■ **THE REQUEST**: Swap each "Tag" in the items below for "Locate" and reproduce all of the items with nothing else changed. Leave the pictures out.
--- Start PROVIDED DATA ---
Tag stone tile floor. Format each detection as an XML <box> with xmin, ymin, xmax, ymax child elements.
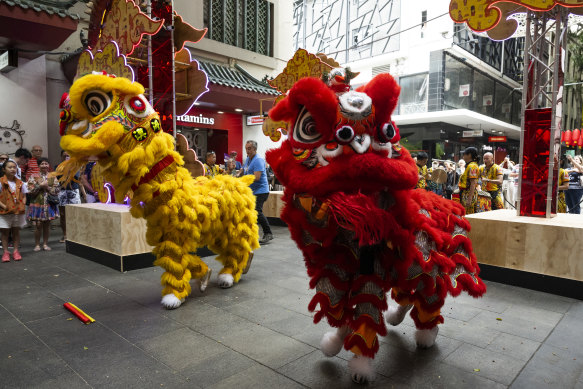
<box><xmin>0</xmin><ymin>223</ymin><xmax>583</xmax><ymax>389</ymax></box>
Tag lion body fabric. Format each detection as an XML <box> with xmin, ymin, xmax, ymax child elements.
<box><xmin>267</xmin><ymin>75</ymin><xmax>486</xmax><ymax>358</ymax></box>
<box><xmin>58</xmin><ymin>74</ymin><xmax>259</xmax><ymax>307</ymax></box>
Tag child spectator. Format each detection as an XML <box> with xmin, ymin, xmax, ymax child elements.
<box><xmin>0</xmin><ymin>161</ymin><xmax>28</xmax><ymax>262</ymax></box>
<box><xmin>59</xmin><ymin>150</ymin><xmax>86</xmax><ymax>243</ymax></box>
<box><xmin>27</xmin><ymin>158</ymin><xmax>59</xmax><ymax>251</ymax></box>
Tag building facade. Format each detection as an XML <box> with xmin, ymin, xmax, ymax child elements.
<box><xmin>294</xmin><ymin>0</ymin><xmax>523</xmax><ymax>161</ymax></box>
<box><xmin>0</xmin><ymin>0</ymin><xmax>293</xmax><ymax>164</ymax></box>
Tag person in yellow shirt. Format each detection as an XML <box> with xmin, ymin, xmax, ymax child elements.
<box><xmin>204</xmin><ymin>151</ymin><xmax>225</xmax><ymax>178</ymax></box>
<box><xmin>458</xmin><ymin>147</ymin><xmax>480</xmax><ymax>215</ymax></box>
<box><xmin>557</xmin><ymin>157</ymin><xmax>569</xmax><ymax>213</ymax></box>
<box><xmin>415</xmin><ymin>151</ymin><xmax>429</xmax><ymax>189</ymax></box>
<box><xmin>480</xmin><ymin>153</ymin><xmax>504</xmax><ymax>211</ymax></box>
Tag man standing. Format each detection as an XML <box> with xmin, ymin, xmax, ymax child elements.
--- End PROVIDED DATA ---
■ **TASK SOLUTION**:
Locate stone tile floor. Format each detection as an XML <box> with xmin, ymin, xmax, ymax child elements.
<box><xmin>0</xmin><ymin>223</ymin><xmax>583</xmax><ymax>389</ymax></box>
Locate lion body fabric. Format each detection as an XML <box> with xmin, ymin, xmax, ymax child elements.
<box><xmin>267</xmin><ymin>75</ymin><xmax>486</xmax><ymax>358</ymax></box>
<box><xmin>58</xmin><ymin>74</ymin><xmax>259</xmax><ymax>307</ymax></box>
Locate child spectator. Format each detection as an XML <box> with xmin, ymin, xmax, ymax child elements.
<box><xmin>0</xmin><ymin>161</ymin><xmax>28</xmax><ymax>262</ymax></box>
<box><xmin>59</xmin><ymin>150</ymin><xmax>86</xmax><ymax>243</ymax></box>
<box><xmin>27</xmin><ymin>158</ymin><xmax>59</xmax><ymax>251</ymax></box>
Locate building facade. Format each detection as an XML <box> with xmin, ymin, xmax, ymax child elements.
<box><xmin>294</xmin><ymin>0</ymin><xmax>523</xmax><ymax>161</ymax></box>
<box><xmin>0</xmin><ymin>0</ymin><xmax>293</xmax><ymax>164</ymax></box>
Locate person in yellow shirt. Format each detection as an XML <box> with xmin, ymin, xmax, ymax child elements.
<box><xmin>204</xmin><ymin>151</ymin><xmax>225</xmax><ymax>178</ymax></box>
<box><xmin>458</xmin><ymin>147</ymin><xmax>480</xmax><ymax>215</ymax></box>
<box><xmin>557</xmin><ymin>157</ymin><xmax>569</xmax><ymax>213</ymax></box>
<box><xmin>415</xmin><ymin>151</ymin><xmax>429</xmax><ymax>189</ymax></box>
<box><xmin>480</xmin><ymin>153</ymin><xmax>504</xmax><ymax>211</ymax></box>
Locate man standing. Format each detection as an XML <box> with xmin, ymin, xmax, ymax child elements.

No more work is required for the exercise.